• [Document section]
## Begin
Violin Concerto in G minor, Opus 67 (1961)
Ilya Grubert (violin)
Russian Philharmonic Orchestra/Dmitri Yablonsky
Rec 27 February-5 March 2003, Moscow State Broadcasting and Recording House
NAXOS 8.557194 [66.49]

 

Both Miaskovsky and Vainberg were significant figures in Soviet musical life, though in the case of the latter (see below) his career was somewhat more extensive and cosmopolitan. This enterprising Naxos issue brings their skilfully written violin concertos into contention, and the enterprise proves thoroughly worthwhile.

Miaskovsky is best known as the composer of 27 symphonies. They are works of substance in every sense of that word. So too the Violin Concerto he wrote for the great David Oistrakh in 1938. With a playing time of some forty minutes the real challenge in performing this piece is to sustain the music’s scope and scale, of justifying the vision. It is a challenge that this recorded performance manages, if only just. It is dangerous, admittedly, to be really sure about this without studying the work carefully and closely, but it does seem to be the case.

The approach of Miaskovsky the symphonist is mirrored in this concerto, particularly so in the twenty-minute first movement. There is a sure sense of lyrical line from the collaboration of Ilya Grubert and Dmitry Yablonsky, the soloist and conductor. The booklet proclaims the recording to be the product of the ‘Merging Technologies Pyramix’ system, no less, but the sound is not particularly strong, vivid, or atmospheric. If anything the acoustic is wanting in presence. What is more successful is the balancing of solo and ensemble, which for once in a concerto recording affords the violin a realistic perspective and size.

Ilya Grubert is a young player of impeccable credentials, with a most pleasing lyrical line and tone. If there is not a strong priority of virtuosity that is because for Miaskovsky the development of the musical material is always paramount. For this reason, perhaps, it is the central slow movement, a beautifully eloquent Adagio molto cantabile, that makes the most pleasing impression.

As for more instant impressions, the Vainberg Concerto starts imposingly, with a striking rhythmic impact. Shostakovich was an early admirer of the piece, describing it as ‘a magnificent work’. In fact he admired Vainberg as a musician and as a man, and even interceded on the latter’s behalf when he was arrested as ‘an enemy of the people’ by the Communist authorities in 1953. Per Skans, in his excellent insert note, suggests that Vainberg might not have survived had it not been for the death of Stalin that year. Vainberg was of Polish-Jewish descent, as his name reveals, and came to Russia at the end of the 1930s when he fled the Nazi threat. He lived on into the post-Glasnost era.
## End
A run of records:
## Begin
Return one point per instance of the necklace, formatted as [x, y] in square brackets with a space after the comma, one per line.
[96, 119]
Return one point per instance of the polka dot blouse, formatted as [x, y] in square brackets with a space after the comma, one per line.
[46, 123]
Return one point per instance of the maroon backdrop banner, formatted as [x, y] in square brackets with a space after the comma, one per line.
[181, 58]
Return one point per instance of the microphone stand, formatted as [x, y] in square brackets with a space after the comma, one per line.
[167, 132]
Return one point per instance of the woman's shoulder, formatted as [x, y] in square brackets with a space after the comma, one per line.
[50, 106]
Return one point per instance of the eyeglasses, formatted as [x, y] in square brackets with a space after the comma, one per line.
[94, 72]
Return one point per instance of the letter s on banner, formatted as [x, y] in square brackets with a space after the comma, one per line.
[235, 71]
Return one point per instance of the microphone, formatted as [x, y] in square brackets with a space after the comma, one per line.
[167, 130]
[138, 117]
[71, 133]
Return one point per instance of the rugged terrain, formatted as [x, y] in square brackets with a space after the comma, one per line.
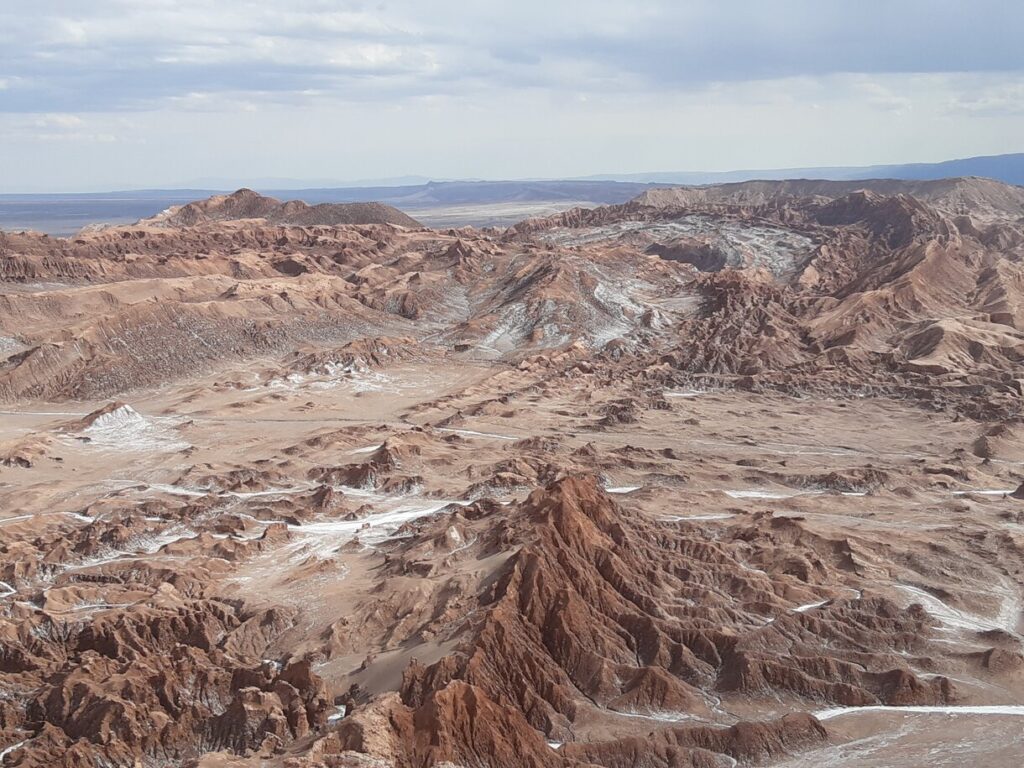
[717, 476]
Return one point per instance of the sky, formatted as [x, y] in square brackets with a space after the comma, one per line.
[113, 94]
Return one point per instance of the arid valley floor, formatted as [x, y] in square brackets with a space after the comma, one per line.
[721, 476]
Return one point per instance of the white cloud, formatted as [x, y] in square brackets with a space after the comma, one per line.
[454, 88]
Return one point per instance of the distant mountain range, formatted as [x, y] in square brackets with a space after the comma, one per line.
[466, 202]
[1007, 168]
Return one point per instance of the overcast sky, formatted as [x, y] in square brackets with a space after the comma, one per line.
[100, 94]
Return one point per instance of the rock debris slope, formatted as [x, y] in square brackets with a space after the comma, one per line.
[722, 475]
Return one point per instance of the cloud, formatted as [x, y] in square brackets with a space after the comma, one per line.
[999, 99]
[121, 55]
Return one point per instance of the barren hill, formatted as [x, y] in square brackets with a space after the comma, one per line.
[717, 477]
[246, 204]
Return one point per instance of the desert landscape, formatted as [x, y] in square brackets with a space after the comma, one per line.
[723, 475]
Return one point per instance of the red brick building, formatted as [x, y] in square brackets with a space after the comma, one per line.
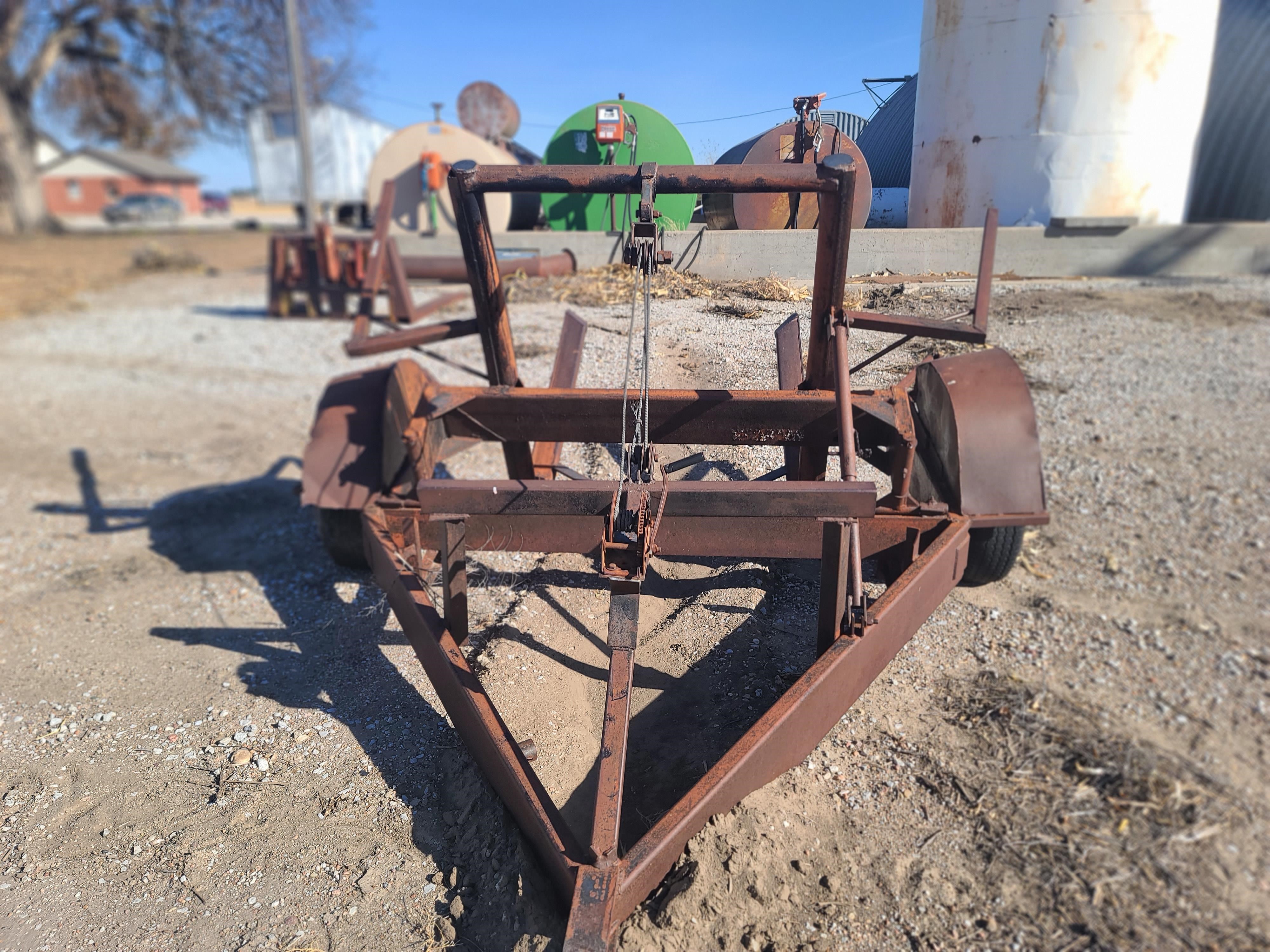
[87, 181]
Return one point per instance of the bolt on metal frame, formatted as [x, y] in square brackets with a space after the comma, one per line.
[420, 530]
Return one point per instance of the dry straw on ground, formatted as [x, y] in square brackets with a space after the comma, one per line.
[615, 285]
[1086, 832]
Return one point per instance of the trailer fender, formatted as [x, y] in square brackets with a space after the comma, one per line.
[344, 460]
[980, 423]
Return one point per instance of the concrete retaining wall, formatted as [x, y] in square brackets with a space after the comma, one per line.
[1183, 251]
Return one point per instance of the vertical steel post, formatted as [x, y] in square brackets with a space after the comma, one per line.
[454, 579]
[832, 243]
[488, 299]
[623, 637]
[789, 375]
[984, 282]
[300, 111]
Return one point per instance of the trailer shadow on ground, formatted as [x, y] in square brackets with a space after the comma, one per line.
[327, 657]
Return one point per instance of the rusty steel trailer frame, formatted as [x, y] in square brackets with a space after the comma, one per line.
[957, 436]
[319, 275]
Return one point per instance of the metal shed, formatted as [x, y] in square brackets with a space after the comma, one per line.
[345, 144]
[887, 139]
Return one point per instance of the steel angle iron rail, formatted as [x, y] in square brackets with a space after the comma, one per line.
[946, 435]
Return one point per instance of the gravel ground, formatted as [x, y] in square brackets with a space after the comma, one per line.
[1071, 760]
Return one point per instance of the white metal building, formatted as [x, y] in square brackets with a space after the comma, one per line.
[1076, 110]
[345, 144]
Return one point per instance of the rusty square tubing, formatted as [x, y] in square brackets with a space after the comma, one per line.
[565, 376]
[779, 741]
[712, 417]
[365, 346]
[612, 762]
[984, 281]
[802, 718]
[490, 301]
[690, 498]
[719, 536]
[474, 715]
[623, 180]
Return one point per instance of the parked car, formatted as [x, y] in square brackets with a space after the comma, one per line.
[143, 208]
[215, 204]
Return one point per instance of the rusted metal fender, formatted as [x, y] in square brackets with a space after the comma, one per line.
[980, 428]
[344, 460]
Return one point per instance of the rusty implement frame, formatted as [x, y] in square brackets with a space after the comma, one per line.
[957, 437]
[323, 274]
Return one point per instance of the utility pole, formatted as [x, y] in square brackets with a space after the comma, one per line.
[300, 110]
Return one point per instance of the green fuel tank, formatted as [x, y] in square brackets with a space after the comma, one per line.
[575, 144]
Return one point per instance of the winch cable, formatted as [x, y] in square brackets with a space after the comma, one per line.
[637, 455]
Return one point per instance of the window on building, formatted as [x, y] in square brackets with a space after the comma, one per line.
[283, 125]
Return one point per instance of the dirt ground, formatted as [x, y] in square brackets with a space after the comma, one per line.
[1071, 760]
[41, 272]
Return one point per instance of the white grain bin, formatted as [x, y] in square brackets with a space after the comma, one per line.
[1059, 110]
[398, 159]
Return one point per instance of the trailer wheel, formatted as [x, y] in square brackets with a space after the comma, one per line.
[342, 535]
[993, 555]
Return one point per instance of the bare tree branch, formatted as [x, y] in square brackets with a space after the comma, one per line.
[13, 15]
[65, 27]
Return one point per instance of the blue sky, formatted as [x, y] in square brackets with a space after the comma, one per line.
[702, 62]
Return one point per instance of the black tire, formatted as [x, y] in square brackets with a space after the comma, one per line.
[342, 536]
[994, 554]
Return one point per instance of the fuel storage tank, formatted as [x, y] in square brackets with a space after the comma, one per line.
[765, 210]
[650, 139]
[1059, 109]
[398, 159]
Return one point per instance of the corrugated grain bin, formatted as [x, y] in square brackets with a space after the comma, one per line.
[575, 144]
[1233, 171]
[1062, 109]
[887, 140]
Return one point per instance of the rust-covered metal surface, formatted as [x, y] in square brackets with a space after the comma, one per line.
[957, 437]
[725, 210]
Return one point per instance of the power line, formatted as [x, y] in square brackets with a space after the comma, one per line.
[690, 122]
[765, 112]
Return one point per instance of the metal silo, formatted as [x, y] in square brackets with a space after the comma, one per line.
[1059, 109]
[1233, 169]
[848, 124]
[887, 140]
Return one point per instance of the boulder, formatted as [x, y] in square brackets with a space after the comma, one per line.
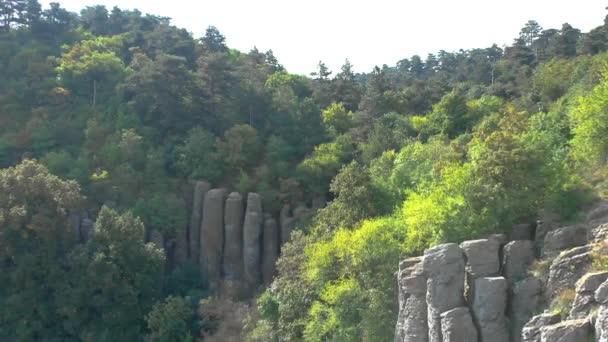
## End
• [Objective] Based on the review, decide whether each statement agrees with it, and support each yes or no with the deciding words quoted from the review: (a) Miaskovsky wrote his Violin Concerto for David Oistrakh. (b) The reviewer finds the recorded sound strong and vivid. (c) Vainberg came to Russia at the end of the 1930s. Rely only on the review to respond.

• [Solution to this task]
(a) Yes: "the Violin Concerto he wrote for the great David Oistrakh in 1938"
(b) No: "the sound is not particularly strong, vivid, or atmospheric"
(c) Yes: "came to Russia at the end of the 1930s when he fled the Nazi threat"